▶ [WORK ITEM]: Your task is to output every record exactly as it is given.

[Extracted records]
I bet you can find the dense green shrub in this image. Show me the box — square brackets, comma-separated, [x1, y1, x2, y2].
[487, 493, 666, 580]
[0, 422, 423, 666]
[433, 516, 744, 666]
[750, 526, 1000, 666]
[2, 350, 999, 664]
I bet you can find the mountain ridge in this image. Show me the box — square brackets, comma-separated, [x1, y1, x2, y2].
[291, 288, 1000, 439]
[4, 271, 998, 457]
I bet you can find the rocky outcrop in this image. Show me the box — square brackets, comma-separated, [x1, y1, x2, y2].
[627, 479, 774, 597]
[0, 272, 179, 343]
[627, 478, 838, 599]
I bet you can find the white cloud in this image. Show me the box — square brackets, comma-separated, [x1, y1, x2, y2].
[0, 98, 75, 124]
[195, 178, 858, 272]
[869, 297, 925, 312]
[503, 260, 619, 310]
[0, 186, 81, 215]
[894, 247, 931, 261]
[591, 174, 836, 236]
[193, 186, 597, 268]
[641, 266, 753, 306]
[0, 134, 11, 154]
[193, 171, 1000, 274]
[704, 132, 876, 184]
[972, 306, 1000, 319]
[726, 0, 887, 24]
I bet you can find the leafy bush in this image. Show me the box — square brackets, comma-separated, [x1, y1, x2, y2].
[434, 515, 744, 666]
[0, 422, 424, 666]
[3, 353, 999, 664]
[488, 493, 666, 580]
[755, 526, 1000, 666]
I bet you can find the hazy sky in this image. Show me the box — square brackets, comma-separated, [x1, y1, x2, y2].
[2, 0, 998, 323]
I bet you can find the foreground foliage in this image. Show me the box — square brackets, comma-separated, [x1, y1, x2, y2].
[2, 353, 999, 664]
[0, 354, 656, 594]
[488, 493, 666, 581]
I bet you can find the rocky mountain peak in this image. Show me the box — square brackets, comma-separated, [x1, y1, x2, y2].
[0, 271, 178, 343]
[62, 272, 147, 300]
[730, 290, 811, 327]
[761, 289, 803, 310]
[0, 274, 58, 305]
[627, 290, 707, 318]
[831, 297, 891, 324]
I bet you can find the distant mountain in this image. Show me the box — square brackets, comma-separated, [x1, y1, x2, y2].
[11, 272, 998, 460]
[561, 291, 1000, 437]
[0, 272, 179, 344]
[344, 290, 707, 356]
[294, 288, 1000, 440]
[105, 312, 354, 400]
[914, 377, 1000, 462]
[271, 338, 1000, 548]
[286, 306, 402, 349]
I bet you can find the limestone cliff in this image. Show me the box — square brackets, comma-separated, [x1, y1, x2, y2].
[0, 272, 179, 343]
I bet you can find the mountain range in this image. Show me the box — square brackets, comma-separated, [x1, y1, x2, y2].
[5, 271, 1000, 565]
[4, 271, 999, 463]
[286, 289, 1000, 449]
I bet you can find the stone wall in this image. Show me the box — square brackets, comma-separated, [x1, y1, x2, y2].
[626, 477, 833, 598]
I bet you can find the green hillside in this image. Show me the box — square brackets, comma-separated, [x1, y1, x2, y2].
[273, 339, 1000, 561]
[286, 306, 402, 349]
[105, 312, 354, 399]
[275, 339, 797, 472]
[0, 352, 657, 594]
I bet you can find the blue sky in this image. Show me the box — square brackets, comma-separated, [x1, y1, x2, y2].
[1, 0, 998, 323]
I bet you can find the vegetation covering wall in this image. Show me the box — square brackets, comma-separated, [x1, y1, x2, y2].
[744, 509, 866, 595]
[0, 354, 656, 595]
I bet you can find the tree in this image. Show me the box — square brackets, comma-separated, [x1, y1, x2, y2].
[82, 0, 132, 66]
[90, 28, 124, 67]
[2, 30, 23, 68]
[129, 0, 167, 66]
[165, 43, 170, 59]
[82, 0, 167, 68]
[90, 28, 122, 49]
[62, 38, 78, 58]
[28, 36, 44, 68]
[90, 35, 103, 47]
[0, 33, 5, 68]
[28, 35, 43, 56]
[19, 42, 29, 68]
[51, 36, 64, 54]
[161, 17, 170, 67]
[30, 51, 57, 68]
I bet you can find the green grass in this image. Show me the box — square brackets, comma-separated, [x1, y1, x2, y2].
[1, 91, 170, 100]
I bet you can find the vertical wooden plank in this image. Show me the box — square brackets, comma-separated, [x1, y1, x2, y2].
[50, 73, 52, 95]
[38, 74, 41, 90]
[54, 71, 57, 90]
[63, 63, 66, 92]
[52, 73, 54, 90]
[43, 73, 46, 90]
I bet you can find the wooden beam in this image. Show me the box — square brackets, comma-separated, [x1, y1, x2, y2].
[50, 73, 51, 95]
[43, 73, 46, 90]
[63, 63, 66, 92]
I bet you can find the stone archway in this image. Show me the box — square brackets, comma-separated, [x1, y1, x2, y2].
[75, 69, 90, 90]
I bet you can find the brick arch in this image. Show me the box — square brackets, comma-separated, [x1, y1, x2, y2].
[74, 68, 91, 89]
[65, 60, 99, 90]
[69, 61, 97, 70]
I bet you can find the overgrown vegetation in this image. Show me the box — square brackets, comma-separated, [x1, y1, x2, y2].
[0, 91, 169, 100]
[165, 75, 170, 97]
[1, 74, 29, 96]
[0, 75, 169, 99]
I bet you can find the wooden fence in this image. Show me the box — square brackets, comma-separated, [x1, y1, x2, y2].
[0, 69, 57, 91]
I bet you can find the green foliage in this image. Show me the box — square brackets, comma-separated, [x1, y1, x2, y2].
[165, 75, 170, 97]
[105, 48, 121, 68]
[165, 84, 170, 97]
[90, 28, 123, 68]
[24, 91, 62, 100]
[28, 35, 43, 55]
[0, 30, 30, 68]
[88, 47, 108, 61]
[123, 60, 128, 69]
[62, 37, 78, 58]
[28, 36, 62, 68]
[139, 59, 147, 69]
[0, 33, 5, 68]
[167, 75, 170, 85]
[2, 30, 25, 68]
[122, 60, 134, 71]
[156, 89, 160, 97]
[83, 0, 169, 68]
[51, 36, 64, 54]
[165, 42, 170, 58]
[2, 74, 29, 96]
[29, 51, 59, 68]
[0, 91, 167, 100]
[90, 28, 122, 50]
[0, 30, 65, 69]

▶ [FINISHED TASK]:
I bet you can find the dense green shrub in this image. Show me the box — square brackets, comma-separated, [x1, y1, x2, y2].
[487, 493, 666, 580]
[0, 422, 423, 666]
[433, 516, 744, 666]
[750, 526, 1000, 666]
[2, 350, 999, 664]
I bet you can find the mountain ridge in this image. Show me the box — square brackets, comma-separated, [x1, y1, x2, y2].
[291, 288, 1000, 439]
[4, 271, 998, 457]
I bet you can find the rocky outcrop in this image. Show me the box — square brackets, comma-separated, [x1, y1, x2, y2].
[627, 479, 774, 597]
[0, 272, 179, 343]
[627, 478, 838, 599]
I bet you can find the white cloud in this image. Show me the box — square brackets, comma-separated, [x1, y1, x2, y2].
[0, 98, 75, 124]
[195, 178, 858, 272]
[869, 297, 925, 312]
[503, 260, 619, 310]
[0, 186, 81, 215]
[894, 247, 931, 261]
[591, 174, 836, 236]
[193, 186, 597, 268]
[641, 266, 753, 306]
[0, 134, 11, 154]
[193, 171, 1000, 274]
[704, 132, 876, 184]
[972, 306, 1000, 319]
[726, 0, 887, 24]
I bet you can find the leafy bush in this image. Show me the box — square brackets, comma-separated, [x1, y1, x2, y2].
[434, 515, 744, 666]
[0, 422, 424, 666]
[3, 353, 999, 664]
[488, 493, 666, 580]
[755, 526, 1000, 666]
I bet you can find the hazy sky in this image. Show me the box — square brackets, comma-separated, [x1, y1, x2, y2].
[2, 0, 998, 323]
I bet you can find the foreground foliage in this image. Show me the box — square brackets, comma-separated, [x1, y1, x2, y2].
[2, 353, 999, 664]
[0, 354, 656, 594]
[488, 493, 666, 581]
I bet you can find the rocky mountain peak in this image. Show me the box — square brackets, comma-separated, [x1, y1, x2, y2].
[0, 271, 178, 343]
[62, 272, 147, 300]
[730, 290, 811, 327]
[761, 289, 803, 310]
[0, 274, 58, 305]
[627, 290, 707, 318]
[831, 297, 891, 324]
I bet you can find the distant mountain in this image. Show me the box — square brackets, comma-separated, [x1, y1, x2, y2].
[11, 272, 998, 460]
[561, 291, 1000, 437]
[0, 272, 179, 344]
[344, 290, 707, 356]
[294, 288, 1000, 440]
[105, 312, 354, 400]
[914, 377, 1000, 462]
[271, 338, 1000, 548]
[286, 306, 402, 349]
I bet you can find the limestone cliff in this image. Show me the box — square brackets, comma-separated, [x1, y1, x2, y2].
[0, 272, 179, 343]
I bet you can find the mountain range in this image. Show me the box — square brackets, comma-separated, [x1, y1, x2, y2].
[5, 271, 1000, 565]
[4, 271, 999, 463]
[286, 289, 1000, 449]
I bet you can find the stone wall in this image. Show me the box — square brackets, comma-separated, [x1, y1, x2, y2].
[626, 477, 833, 598]
I bet you can find the green hillside in this image. Show me the box — square brackets, comma-separated, [x1, y1, x2, y2].
[273, 339, 1000, 561]
[286, 306, 402, 349]
[105, 312, 354, 399]
[275, 339, 797, 472]
[0, 352, 657, 594]
I bet you can find the blue sky in this image. Show me the box — square brackets, comma-separated, [x1, y1, x2, y2].
[1, 0, 998, 323]
I bet you can find the vegetation covering wall in this image. Show me the box — square brackets, comma-separated, [x1, y1, x2, y2].
[744, 509, 866, 595]
[0, 354, 656, 595]
I bet you can find the tree in this image. Show me the box — square brackets, comma-separated, [x1, y1, x2, y2].
[82, 0, 132, 66]
[90, 28, 124, 67]
[2, 30, 23, 68]
[129, 0, 167, 66]
[165, 43, 170, 59]
[82, 0, 167, 68]
[90, 28, 122, 49]
[62, 38, 78, 58]
[28, 36, 44, 68]
[90, 35, 103, 47]
[0, 33, 5, 68]
[28, 35, 43, 56]
[19, 42, 29, 68]
[51, 36, 64, 54]
[161, 17, 170, 67]
[30, 51, 57, 68]
I bet you can find the green grass in this image. Show me the box — square brackets, comma-separated, [x1, y1, x2, y2].
[1, 91, 170, 100]
I bet you can find the vertical wooden plank in this image. Show me the box — square brackets, comma-separated, [x1, y1, x2, y2].
[50, 73, 52, 95]
[38, 74, 41, 90]
[54, 71, 57, 90]
[63, 63, 66, 92]
[52, 73, 54, 90]
[43, 73, 46, 90]
I bet you can find the wooden beam in this image. Show me the box — square brackets, comma-separated, [x1, y1, x2, y2].
[50, 73, 51, 95]
[43, 73, 46, 90]
[63, 63, 66, 92]
I bet you can find the stone archway in this image. Show me the box — square brackets, comma-separated, [x1, y1, x2, y2].
[75, 69, 90, 90]
I bet you can find the brick arch in this image. Show me the box — square brackets, comma-separated, [x1, y1, x2, y2].
[74, 68, 91, 89]
[65, 60, 99, 90]
[69, 61, 97, 70]
I bet you can find the overgrown vegetation in this image. Show me the box — square brackets, comma-separated, [x1, y1, x2, y2].
[0, 91, 169, 100]
[165, 75, 170, 97]
[1, 74, 29, 96]
[0, 75, 169, 99]
I bet you can find the wooden fence in this image. Show me the box — square brackets, comma-separated, [x1, y1, x2, y2].
[0, 69, 57, 91]
I bet you can find the green foliage in this image. Show me the box — square brackets, comma-separated, [x1, y1, x2, y2].
[165, 75, 170, 97]
[105, 48, 121, 68]
[165, 84, 170, 97]
[90, 28, 123, 68]
[24, 91, 62, 100]
[28, 35, 43, 55]
[0, 30, 30, 68]
[88, 47, 108, 61]
[123, 60, 128, 69]
[62, 37, 78, 58]
[28, 36, 62, 68]
[139, 59, 147, 69]
[0, 33, 5, 68]
[167, 75, 170, 85]
[2, 30, 25, 68]
[122, 60, 134, 71]
[156, 89, 160, 97]
[83, 0, 169, 68]
[51, 36, 64, 54]
[165, 42, 170, 58]
[2, 74, 29, 96]
[29, 51, 59, 68]
[0, 91, 167, 100]
[90, 28, 122, 50]
[0, 30, 65, 69]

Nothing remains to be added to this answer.